ATIVIDADE 1:
Indique se cada afirmação está de acordo com o texto sobre acidentes de trabalho, respondendo sim ou não e citando as palavras do texto que o decidem: (a) a junta médica é constituída por três peritos; (b) o incidente de revisão da incapacidade nunca inclui uma perícia médica singular; (c) a segunda perícia médica só pode ter lugar se alguma das partes a requerer.
ATIVIDADE 2:
Transcreva sem alterações o trecho do texto sobre acidentes de trabalho que vai desde "Este exame colegial" até "nomeia-os oficiosamente [n.º5].", inclusive.
ATIVIDADE 3:
Retome o texto sobre acidentes de trabalho a partir do ponto em que termina.

TEXTO:
Como é sabido, o processo para efectivação de direitos resultantes de acidente de trabalho é regulado nos artigos 99.º a 150.º do CPT e, nos casos em que essa regulamentação seja omissa, aplica-se subsidiariamente o CPC, na medida em que os previna directamente e desde que as normas subsidiárias não sejam incompatíveis com a índole do processo regulado no CPT [art.º 1.º n.º 1, n.º2 al. a, e n.º3, do CPT]
O incidente de revisão da incapacidade vem regulado, no essencial, no art.º 145.º, do CPT, e tem por objecto verificar se existe “[..] uma modificação na capacidade de trabalho ou de ganho do sinistrado proveniente de agravamento, recidiva, recaída ou melhoria da lesão ou doença que deu origem à reparação, ou de intervenção clínica ou aplicação de ajudas técnicas e outros dispositivos técnicos de compensação das limitações funcionais ou ainda de reabilitação e reintegração profissional e readaptação ao trabalho”, com a finalidade de alterar ou extinguir a prestação que se encontre fixada “de harmonia com a modificação verificada” [art.º 70.º n.º1, da Lei 98/2009, de 04 de Setembro].
Decorre do art.º 145.º do CPT, no que aqui releva, que o incidente de revisão da incapacidade compreende sempre uma perícia médica singular (n.º1), mas podendo ainda haver lugar a uma segunda perícia médica, esta por junta, quando alguma das partes não se conforme com o resultado daquela primeira e o requeira; ou, ainda que as partes não o tenham requerido, por decisão do juiz, se a considerar indispensável para a boa decisão do incidente (n.º5).
Este exame colegial rege-se pelo estabelecido no art.º 139.º do CPT, relevando aqui apontar que a junta médica é constituída por três peritos (n.º1), devendo os das partes ser apresentados até ao início da diligência; se o não for, o tribunal nomeia-os oficiosamente [n.º5].

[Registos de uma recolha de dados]
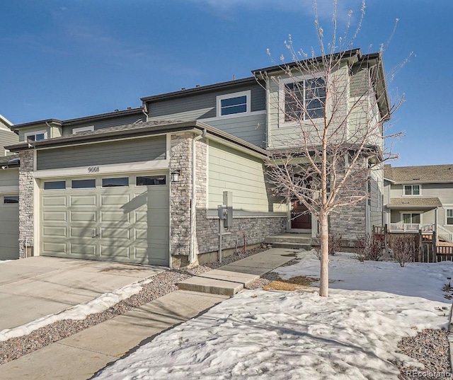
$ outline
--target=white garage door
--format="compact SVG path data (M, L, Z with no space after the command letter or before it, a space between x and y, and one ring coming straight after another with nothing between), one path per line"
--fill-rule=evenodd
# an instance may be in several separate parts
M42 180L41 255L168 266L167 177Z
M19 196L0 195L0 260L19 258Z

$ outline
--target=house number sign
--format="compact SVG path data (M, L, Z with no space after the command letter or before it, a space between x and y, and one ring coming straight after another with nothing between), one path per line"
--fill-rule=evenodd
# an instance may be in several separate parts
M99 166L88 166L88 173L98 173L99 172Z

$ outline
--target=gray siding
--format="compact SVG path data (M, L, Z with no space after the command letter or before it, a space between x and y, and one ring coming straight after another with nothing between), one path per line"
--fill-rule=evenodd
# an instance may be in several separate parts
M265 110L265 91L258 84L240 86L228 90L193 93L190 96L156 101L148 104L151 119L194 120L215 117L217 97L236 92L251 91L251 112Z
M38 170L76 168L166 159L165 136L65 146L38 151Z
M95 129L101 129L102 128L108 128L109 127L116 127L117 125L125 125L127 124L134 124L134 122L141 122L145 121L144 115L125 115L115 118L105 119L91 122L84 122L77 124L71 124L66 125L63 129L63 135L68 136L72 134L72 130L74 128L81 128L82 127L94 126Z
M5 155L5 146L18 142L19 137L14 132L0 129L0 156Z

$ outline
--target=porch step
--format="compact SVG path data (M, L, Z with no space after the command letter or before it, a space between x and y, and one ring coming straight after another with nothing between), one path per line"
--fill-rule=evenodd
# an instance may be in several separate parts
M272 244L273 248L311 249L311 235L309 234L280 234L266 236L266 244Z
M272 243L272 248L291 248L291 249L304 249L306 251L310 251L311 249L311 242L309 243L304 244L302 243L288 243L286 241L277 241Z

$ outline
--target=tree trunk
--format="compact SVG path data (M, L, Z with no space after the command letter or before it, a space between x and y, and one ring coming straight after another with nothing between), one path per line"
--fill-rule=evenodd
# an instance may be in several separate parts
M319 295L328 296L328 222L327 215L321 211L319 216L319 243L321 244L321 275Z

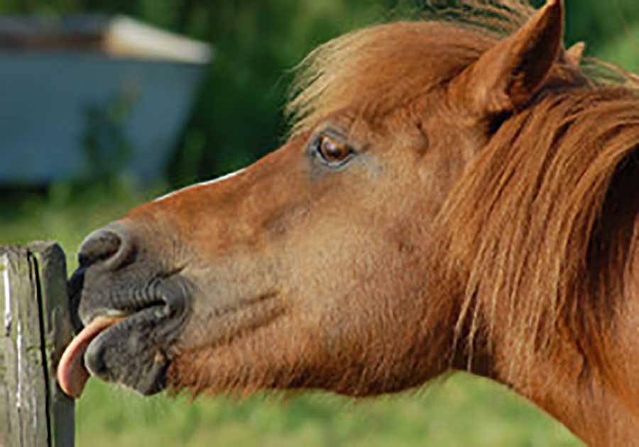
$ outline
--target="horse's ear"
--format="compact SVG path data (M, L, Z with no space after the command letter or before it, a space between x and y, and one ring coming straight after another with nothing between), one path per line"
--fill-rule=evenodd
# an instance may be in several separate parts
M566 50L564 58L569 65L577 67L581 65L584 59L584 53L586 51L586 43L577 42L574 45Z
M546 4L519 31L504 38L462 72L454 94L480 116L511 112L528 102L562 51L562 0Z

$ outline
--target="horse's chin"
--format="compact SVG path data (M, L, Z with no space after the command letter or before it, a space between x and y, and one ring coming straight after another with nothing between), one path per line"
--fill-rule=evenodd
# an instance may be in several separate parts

RESPOSTA 1:
(a) Sim: "a junta médica é constituída por três peritos".
(b) Não: "o incidente de revisão da incapacidade compreende sempre uma perícia médica singular".
(c) Não: "ainda que as partes não o tenham requerido, por decisão do juiz, se a considerar indispensável para a boa decisão do incidente".

RESPOSTA 2:
Este exame colegial rege-se pelo estabelecido no art.º 139.º do CPT, relevando aqui apontar que a junta médica é constituída por três peritos (n.º1), devendo os das partes ser apresentados até ao início da diligência; se o não for, o tribunal nomeia-os oficiosamente [n.º5].

RESPOSTA 3:
O exame por junta médica inscreve-se no âmbito da denominada prova pericial, regendo-se para além do disposto naquela norma, mormente no que concerne ao regime de impedimentos e suspeições, relativamente ao qual o CPT é omisso, pelas normas do Código de Processo Civil [art.º 1.º n.º 2, al. a), do CPT].
Cabe, pois, atentar no art.º 470.º do CPC, com a epígrafe “Obstáculos à nomeação de peritos”, onde se estabelece, no que aqui interessa, que «[1] É aplicável aos peritos o regime de impedimentos e suspeições que vigora para os juízes, com as necessárias adaptações».
O regime dos impedimentos e suspeições dos juízes consta dos artigos 115.º a 117.º e 119.º a 126.º do CPC. Assim, por força da remissão daquela disposição, deles têm aplicação aos peritos, com as necessárias adaptações, os artigos que tratam dos respetivos fundamentos, nomeadamente, 115.º, 117.º e 120.º. Os restantes contêm normas procedimentais e de prazo, às quais se sobrepõe o disposto no art.º 471.º do CPC, ou então respeitam especificamente à função judicial, por isso não tendo aplicação aos peritos.
Como se observa na decisão de 22-03-2006, do Tribunal da Relação de Guimarães [Reclamação n.º 574/06-2, Desembargador António Gonçalves, disponível em www.dgsi.pt] “A todas estas figuras jurídicas anda ligada a ideia de que o perito deve desempenhar a sua função com a perfeição, rigor e exactidão exigíveis, devendo deste cargo serem arredadas todas as pessoas a quem se possam imputar quaisquer circunstâncias, ponderadamente ajuizadas, que ponham em dúvida a sua imparcialidade para o acto que vai realizar”.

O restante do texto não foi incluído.